BEGIN Provided records

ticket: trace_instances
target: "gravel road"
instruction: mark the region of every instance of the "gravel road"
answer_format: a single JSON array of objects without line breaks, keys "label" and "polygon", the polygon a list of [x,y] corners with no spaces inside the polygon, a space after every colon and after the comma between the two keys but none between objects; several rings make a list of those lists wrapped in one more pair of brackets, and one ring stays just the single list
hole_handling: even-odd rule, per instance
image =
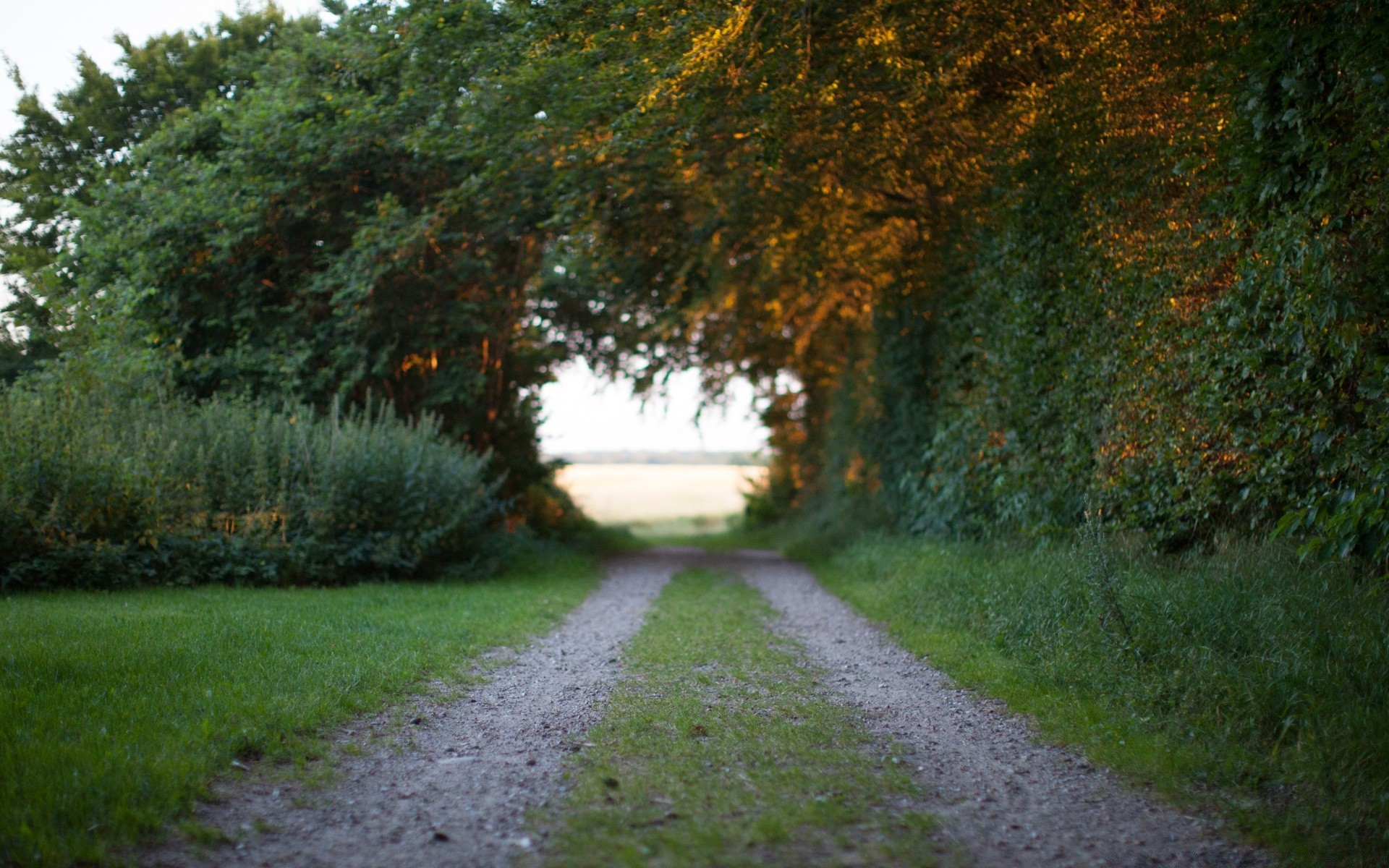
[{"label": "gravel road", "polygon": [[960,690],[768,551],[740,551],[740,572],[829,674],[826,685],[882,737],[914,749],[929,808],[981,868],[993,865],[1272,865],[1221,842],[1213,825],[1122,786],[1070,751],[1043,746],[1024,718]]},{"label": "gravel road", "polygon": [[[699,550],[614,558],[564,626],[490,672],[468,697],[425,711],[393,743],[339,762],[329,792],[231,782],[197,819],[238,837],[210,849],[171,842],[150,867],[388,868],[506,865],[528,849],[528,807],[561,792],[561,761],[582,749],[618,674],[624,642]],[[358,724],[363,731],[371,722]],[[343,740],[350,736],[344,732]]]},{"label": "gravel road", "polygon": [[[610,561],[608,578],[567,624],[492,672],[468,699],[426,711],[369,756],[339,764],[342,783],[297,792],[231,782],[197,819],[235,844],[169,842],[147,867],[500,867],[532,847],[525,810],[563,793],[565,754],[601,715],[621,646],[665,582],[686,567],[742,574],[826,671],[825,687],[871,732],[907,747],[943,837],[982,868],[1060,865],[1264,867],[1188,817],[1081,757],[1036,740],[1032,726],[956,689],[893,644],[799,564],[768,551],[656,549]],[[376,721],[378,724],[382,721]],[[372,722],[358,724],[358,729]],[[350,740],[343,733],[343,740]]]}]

END Provided records
BEGIN Provided records

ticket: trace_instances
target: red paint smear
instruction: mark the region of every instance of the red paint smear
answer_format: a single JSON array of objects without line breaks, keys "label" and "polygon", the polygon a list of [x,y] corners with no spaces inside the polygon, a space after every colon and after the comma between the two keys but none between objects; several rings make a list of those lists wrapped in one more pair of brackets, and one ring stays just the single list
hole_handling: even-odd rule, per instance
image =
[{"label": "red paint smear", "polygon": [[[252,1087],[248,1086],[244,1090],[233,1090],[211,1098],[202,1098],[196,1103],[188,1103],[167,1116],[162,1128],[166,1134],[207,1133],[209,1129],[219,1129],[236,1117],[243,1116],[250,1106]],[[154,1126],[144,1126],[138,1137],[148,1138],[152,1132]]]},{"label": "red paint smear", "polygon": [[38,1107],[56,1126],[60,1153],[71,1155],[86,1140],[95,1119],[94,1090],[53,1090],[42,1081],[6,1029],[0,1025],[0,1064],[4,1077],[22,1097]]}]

END Provided records
BEGIN Provided records

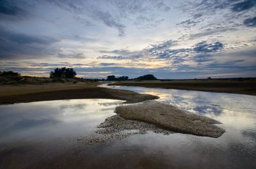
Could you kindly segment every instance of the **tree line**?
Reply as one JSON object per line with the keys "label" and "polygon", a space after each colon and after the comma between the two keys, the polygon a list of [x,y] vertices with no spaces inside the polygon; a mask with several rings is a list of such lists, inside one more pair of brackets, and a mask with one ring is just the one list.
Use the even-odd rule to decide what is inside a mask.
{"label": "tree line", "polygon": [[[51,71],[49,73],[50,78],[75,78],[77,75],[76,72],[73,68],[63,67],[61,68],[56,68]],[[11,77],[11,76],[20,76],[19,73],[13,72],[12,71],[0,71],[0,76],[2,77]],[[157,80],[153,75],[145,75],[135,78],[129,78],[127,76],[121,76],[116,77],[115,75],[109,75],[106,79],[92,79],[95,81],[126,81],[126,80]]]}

END Provided records

Please pick out every line in the rows above that contains the word "target", and copy each one in full.

* **Exercise response**
target: "gravel road"
target: red paint smear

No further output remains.